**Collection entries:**
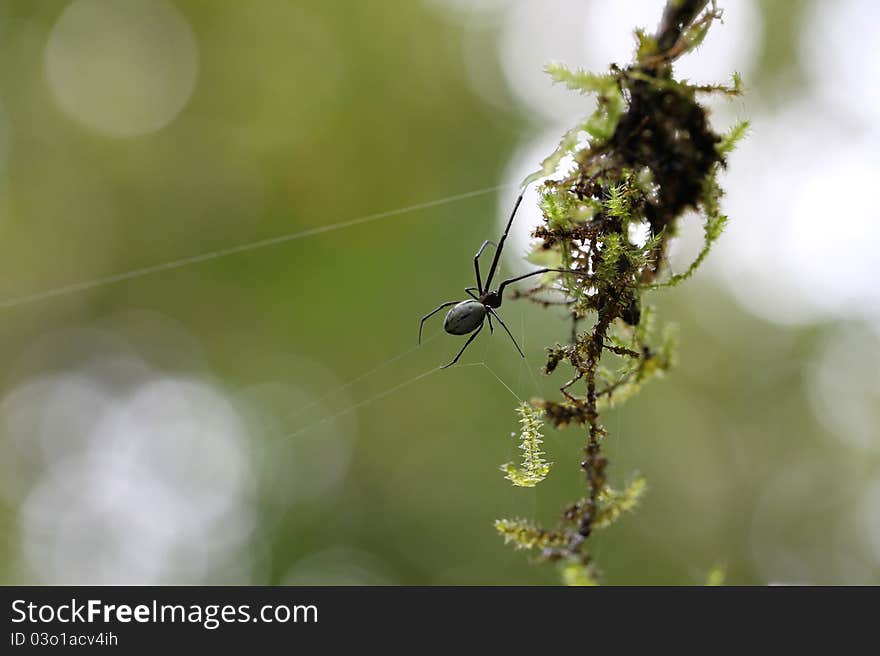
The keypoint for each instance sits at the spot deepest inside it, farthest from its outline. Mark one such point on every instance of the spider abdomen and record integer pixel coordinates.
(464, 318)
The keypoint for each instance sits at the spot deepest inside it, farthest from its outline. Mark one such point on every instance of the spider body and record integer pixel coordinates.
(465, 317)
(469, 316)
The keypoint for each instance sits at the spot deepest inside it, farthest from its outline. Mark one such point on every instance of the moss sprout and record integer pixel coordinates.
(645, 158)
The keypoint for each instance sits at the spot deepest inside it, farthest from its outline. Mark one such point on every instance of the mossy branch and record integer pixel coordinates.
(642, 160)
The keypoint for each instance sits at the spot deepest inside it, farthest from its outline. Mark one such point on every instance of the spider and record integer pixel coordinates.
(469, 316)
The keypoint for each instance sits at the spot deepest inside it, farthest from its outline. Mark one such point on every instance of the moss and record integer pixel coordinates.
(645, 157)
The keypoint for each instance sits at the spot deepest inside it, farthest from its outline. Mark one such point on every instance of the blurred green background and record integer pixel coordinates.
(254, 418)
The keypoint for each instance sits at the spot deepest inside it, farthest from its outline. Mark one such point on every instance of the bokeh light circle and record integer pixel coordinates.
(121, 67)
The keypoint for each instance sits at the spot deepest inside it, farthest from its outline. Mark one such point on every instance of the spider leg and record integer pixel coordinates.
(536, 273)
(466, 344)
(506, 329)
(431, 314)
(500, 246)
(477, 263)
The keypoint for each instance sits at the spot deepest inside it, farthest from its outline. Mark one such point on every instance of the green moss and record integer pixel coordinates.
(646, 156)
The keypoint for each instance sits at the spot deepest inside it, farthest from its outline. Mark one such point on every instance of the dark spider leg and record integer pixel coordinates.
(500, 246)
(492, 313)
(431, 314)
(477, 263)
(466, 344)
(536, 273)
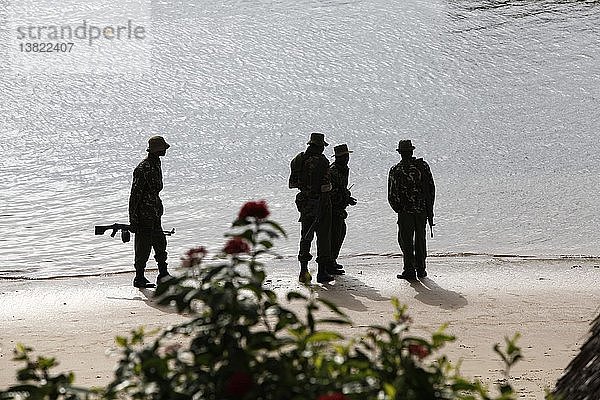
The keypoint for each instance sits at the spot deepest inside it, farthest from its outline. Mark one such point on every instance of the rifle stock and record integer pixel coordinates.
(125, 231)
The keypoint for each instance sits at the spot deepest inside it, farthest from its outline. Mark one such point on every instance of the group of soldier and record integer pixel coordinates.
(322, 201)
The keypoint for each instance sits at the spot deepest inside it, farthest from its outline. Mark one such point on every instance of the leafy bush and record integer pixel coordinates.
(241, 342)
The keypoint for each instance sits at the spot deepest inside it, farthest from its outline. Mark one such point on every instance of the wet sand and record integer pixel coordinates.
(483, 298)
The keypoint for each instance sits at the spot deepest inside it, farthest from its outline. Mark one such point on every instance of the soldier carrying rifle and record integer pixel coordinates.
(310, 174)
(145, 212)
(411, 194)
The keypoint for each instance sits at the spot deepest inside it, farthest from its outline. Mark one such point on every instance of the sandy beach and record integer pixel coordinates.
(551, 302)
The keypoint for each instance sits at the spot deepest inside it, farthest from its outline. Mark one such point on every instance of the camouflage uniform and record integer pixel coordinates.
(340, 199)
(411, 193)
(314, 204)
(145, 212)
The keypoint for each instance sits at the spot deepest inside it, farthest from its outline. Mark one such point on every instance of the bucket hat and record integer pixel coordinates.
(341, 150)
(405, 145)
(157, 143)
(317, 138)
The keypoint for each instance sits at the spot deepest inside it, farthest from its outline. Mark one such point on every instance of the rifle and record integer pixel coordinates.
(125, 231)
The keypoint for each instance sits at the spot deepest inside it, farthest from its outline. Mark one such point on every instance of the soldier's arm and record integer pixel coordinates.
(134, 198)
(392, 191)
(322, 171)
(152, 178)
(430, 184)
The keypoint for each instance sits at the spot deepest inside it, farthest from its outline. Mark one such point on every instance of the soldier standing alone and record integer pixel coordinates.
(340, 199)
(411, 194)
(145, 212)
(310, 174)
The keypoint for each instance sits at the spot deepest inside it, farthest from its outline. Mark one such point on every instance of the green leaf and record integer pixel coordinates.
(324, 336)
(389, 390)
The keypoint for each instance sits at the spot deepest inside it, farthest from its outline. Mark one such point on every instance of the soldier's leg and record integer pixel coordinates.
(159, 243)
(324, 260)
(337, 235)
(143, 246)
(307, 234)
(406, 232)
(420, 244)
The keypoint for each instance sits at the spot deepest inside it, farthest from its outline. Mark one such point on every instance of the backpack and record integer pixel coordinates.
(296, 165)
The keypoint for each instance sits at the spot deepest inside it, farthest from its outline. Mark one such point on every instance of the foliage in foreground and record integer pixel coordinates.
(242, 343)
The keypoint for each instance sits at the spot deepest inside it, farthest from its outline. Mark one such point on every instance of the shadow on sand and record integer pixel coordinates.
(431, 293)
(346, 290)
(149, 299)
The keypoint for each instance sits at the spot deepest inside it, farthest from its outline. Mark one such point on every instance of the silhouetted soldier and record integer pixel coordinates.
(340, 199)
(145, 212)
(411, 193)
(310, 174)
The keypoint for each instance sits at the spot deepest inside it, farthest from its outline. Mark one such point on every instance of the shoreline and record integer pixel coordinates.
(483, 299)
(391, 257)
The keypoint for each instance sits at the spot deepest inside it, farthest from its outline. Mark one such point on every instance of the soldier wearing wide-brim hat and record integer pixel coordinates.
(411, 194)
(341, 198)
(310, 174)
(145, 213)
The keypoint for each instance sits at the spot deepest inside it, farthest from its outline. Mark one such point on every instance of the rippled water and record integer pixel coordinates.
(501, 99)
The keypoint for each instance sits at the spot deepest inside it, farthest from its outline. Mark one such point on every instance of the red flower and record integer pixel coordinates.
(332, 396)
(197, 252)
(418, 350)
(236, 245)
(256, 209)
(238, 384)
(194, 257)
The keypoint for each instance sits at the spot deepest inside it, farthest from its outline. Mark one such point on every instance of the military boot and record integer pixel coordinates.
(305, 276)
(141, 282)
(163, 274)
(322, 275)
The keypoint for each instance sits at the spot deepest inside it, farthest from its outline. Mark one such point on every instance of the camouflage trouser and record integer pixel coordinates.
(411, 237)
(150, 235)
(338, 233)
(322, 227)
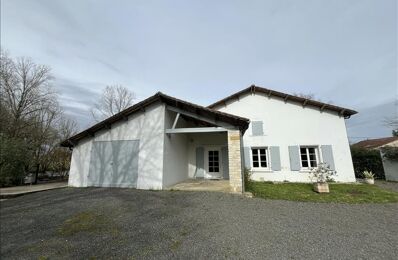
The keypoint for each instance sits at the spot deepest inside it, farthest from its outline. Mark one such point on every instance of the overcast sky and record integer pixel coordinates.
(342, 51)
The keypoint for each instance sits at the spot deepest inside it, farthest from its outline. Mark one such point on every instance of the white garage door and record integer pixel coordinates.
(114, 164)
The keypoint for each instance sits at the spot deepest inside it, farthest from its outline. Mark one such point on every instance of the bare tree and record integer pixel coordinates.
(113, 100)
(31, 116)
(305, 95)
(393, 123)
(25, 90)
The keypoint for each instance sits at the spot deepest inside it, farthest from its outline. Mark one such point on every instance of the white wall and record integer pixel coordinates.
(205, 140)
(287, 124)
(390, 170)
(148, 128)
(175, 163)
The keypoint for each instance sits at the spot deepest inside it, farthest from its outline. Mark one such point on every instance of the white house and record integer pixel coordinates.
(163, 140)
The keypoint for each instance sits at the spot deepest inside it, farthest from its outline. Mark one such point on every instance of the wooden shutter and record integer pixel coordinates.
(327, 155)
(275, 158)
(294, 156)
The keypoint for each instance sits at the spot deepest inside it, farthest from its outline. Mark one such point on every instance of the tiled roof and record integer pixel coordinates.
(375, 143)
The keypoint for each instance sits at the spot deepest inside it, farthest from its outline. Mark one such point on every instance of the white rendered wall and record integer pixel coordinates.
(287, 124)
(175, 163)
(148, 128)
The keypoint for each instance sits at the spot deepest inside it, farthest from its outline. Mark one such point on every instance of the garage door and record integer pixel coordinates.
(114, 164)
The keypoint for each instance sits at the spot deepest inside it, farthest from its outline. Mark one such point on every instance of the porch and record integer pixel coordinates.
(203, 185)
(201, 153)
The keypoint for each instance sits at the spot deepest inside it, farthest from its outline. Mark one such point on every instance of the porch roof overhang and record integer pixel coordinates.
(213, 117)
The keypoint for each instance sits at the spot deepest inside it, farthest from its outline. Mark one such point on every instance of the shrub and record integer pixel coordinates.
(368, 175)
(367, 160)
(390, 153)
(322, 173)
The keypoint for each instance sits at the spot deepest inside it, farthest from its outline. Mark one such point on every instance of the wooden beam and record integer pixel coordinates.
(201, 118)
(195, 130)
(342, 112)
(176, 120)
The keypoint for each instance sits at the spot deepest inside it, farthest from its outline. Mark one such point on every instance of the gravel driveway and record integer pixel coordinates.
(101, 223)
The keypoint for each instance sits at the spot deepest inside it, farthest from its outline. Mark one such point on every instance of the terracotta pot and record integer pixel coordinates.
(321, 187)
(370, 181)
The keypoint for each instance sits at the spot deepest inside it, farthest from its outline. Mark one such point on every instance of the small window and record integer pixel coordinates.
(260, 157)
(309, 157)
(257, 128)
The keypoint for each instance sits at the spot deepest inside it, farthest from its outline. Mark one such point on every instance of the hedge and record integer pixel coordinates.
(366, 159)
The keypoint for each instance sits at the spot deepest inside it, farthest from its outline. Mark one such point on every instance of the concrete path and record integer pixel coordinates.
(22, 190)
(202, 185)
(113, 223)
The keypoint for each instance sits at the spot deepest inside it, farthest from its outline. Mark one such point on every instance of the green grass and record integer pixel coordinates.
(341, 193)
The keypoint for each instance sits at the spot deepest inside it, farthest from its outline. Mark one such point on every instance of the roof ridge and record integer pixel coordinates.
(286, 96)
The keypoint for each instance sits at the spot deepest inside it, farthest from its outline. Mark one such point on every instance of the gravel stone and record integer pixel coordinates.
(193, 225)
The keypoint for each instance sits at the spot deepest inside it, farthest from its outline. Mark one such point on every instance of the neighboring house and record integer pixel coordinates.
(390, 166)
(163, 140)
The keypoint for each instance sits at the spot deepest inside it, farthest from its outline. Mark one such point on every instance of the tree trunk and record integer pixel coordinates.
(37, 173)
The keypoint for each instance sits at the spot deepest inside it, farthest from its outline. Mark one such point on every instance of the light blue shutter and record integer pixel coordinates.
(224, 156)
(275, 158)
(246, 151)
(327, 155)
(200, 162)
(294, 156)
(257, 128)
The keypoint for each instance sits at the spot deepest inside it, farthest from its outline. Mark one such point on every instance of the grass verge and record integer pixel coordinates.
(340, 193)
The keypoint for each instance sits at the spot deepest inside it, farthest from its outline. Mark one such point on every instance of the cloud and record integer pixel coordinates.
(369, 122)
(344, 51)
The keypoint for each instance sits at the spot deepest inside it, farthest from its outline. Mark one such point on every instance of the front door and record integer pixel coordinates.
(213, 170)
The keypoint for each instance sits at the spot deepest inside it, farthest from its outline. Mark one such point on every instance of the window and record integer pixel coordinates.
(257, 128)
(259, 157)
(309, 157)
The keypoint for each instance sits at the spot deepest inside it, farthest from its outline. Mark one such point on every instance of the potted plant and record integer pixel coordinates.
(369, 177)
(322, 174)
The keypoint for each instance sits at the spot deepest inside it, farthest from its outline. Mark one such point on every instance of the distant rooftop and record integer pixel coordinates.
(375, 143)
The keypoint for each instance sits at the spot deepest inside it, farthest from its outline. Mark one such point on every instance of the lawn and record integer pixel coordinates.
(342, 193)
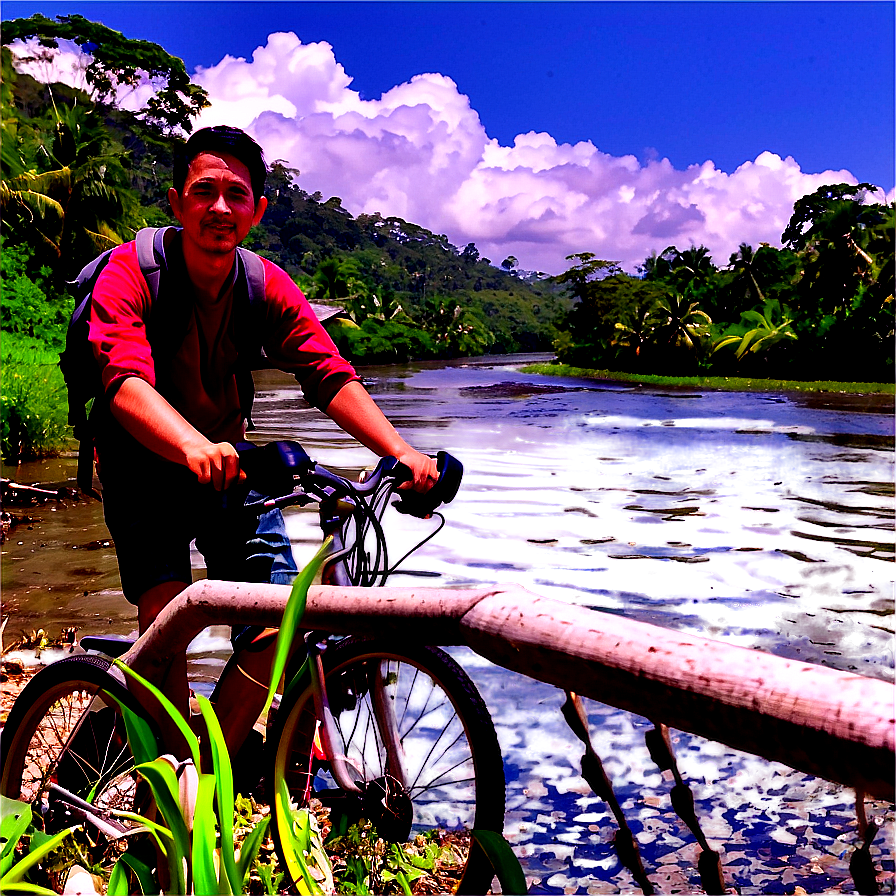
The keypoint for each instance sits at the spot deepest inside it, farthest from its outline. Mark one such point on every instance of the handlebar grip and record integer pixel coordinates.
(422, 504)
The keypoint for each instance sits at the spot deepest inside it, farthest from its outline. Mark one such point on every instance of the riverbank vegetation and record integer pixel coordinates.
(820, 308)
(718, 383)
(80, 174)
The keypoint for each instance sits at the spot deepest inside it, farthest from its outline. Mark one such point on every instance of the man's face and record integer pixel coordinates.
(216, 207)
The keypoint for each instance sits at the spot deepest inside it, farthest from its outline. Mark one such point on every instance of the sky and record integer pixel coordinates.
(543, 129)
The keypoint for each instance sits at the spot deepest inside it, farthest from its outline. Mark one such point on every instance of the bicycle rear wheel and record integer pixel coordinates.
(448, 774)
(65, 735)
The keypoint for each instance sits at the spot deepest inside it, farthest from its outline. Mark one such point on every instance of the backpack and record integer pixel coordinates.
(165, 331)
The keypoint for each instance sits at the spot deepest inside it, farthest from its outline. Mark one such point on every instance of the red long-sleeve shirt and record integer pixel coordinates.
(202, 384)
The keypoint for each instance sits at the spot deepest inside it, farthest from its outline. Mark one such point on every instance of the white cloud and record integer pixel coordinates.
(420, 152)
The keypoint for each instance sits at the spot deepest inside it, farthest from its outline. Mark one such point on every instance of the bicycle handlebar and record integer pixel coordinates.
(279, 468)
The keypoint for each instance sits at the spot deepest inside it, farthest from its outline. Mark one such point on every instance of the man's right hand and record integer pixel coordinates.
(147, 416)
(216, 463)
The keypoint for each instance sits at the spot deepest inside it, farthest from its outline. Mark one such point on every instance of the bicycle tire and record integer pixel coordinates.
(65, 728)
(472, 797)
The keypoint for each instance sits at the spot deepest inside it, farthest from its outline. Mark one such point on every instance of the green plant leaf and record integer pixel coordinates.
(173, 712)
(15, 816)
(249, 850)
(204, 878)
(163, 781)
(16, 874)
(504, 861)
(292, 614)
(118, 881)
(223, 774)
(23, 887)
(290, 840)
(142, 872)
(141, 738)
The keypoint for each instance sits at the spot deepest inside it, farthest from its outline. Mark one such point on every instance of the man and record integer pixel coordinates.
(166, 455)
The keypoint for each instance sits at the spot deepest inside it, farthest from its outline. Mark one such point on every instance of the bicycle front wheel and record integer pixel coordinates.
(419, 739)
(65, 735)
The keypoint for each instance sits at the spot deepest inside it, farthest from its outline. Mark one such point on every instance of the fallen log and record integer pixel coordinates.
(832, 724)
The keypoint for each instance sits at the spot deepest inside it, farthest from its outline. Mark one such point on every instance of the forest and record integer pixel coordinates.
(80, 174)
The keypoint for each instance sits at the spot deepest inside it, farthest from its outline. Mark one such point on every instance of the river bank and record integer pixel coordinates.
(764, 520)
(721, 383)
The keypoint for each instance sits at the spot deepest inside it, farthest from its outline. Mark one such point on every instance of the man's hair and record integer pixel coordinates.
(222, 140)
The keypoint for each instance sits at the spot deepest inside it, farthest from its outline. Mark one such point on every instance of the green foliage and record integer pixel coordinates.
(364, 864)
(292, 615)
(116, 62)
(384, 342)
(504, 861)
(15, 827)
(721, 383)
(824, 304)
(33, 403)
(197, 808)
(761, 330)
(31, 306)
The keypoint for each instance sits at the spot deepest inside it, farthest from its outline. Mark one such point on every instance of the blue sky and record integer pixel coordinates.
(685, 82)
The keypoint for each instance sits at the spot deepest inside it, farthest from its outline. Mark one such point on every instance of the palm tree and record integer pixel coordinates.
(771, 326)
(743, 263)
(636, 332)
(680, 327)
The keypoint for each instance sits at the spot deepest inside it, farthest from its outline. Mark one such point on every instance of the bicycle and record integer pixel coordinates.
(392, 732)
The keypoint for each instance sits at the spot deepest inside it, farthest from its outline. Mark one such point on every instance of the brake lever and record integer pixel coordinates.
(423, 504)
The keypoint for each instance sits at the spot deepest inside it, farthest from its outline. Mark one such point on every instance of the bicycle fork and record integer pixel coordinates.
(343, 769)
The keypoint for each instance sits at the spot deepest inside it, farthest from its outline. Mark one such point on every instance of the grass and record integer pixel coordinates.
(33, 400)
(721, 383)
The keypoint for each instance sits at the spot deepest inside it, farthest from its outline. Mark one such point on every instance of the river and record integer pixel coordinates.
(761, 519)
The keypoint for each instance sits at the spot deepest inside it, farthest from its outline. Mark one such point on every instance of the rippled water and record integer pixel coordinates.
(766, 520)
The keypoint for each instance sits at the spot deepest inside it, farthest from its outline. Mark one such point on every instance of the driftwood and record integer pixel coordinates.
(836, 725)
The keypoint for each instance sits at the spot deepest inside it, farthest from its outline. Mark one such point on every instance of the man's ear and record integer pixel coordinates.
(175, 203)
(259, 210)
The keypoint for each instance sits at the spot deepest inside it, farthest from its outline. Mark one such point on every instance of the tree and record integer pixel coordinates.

**STATED TASK:** Which lines run from the one containing "river and record integer pixel coordinates." to the end of the entries above? Quote exactly those, and only those.

**THE RESULT:**
The keypoint for each instance sits at the spot deepest inside it, farthest from its outline. Mark one such point on every instance of the river and record integer pixel coordinates.
(761, 519)
The keypoint for each instance sits at the spot deepest inside it, farthest from its outline. Mark one such point on every instance of the rippled water and record integer pixel coordinates.
(766, 520)
The keypoint for each instance sits at the spot deepest inside it, farthest from its outline. Mark one such point on every instance of the driftwood and record integer pixel coordinates.
(836, 725)
The keypoint for each instance sits at the spot deepest inside it, farthest from its outline. Mark one such point on every instance of the man's ear and record integer pixel coordinates.
(175, 203)
(259, 210)
The keypoint for each instance sits at the spot deepest inside it, farthest from its outline. Mark one such point on every instance of the tree and record integer pixel coordinates.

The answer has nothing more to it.